-- BEGIN Extract provided --

Since $x\Gamma(x)=\Gamma(x+1)$, we have $$ \int_0^n\log(\Gamma(x))\,\mathrm{d}x+\int_0^n\log(x)\,\mathrm{d}x =\int_1^{n+1}\log(\Gamma(x))\,\mathrm{d}x\tag{1} $$ Subtracting $\int_1^n\log(\Gamma(x))\,\mathrm{d}x$ from $(1)$ gives $$ \int_0^1\log(\Gamma(x))\,\mathrm{d}x+\int_0^n\log(x)\,\mathrm{d}x =\int_n^{n+1}\log(\Gamma(x))\,\mathrm{d}x\tag{2} $$ Stirling's approximation says $$ \log(\Gamma(x))=x\log(x)-x-\frac12\log(x)+\frac12\log(2\pi)+o(1)\tag{3} $$ Integrating $(3)$ between $n$ and $n+1$ yields $$ \begin{align} &\int_n^{n+1}\log(\Gamma(x))\,\mathrm{d}x\\ &=\left[\frac12x^2\log(x)-\frac14x^2-\frac12x^2-\frac12x\log(x)+\frac12x\right]_n^{n+1}+\frac12\log(2\pi)+o(1)\\ &=n\log(n)-n+\frac12\log(2\pi)+o(1)\tag{4} \end{align} $$ Furthermore, $$ \int_0^n\log(x)\,\mathrm{d}x=n\log(n)-n\tag{5} $$ In light of $(2)$, subtracting $(5)$ from $(4)$ gives $$ \begin{align} \int_0^1\log(\Gamma(x))\,\mathrm{d}x &=\frac12\log(2\pi)+o(1)\\ &=\frac12\log(2\pi)\tag{6} \end{align} $$

Answer 5

By parts, we have $$J=\int_0^1 x\log \Gamma(x) \, dx=\left[x\psi^{(-2)}(x)\right]_0^1-\int_0^1 \psi^{(-2)}(x)\, dx=\psi^{(-2)}(1)-\psi^{(-3)}(1)=I-\psi^{(-3)}(1)=\frac{1}{4}\log (\frac{2\pi}{A^4})$$

where $A \approx 1.28$ is Glaisher's constant.

-- END Extract provided --
-- BEGIN Given data --

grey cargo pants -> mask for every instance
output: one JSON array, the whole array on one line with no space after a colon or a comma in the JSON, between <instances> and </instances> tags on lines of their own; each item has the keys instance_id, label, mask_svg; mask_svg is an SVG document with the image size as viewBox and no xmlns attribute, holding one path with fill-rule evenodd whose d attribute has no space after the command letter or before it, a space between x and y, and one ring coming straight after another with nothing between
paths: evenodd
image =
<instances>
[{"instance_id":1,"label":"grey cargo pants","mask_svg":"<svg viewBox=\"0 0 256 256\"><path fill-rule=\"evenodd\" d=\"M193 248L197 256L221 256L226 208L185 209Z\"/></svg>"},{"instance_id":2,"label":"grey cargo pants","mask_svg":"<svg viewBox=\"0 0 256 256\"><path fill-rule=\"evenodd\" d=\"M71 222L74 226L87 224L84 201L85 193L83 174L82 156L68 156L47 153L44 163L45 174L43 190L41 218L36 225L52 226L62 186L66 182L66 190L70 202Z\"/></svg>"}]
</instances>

-- END Given data --

Return everything in the log-gamma integral text from "By parts, we" down to "is Glaisher's constant.". You won't need the data.

- [Output for this exercise]:
By parts, we have $$J=\int_0^1 x\log \Gamma(x) \, dx=\left[x\psi^{(-2)}(x)\right]_0^1-\int_0^1 \psi^{(-2)}(x)\, dx=\psi^{(-2)}(1)-\psi^{(-3)}(1)=I-\psi^{(-3)}(1)=\frac{1}{4}\log (\frac{2\pi}{A^4})$$

where $A \approx 1.28$ is Glaisher's constant.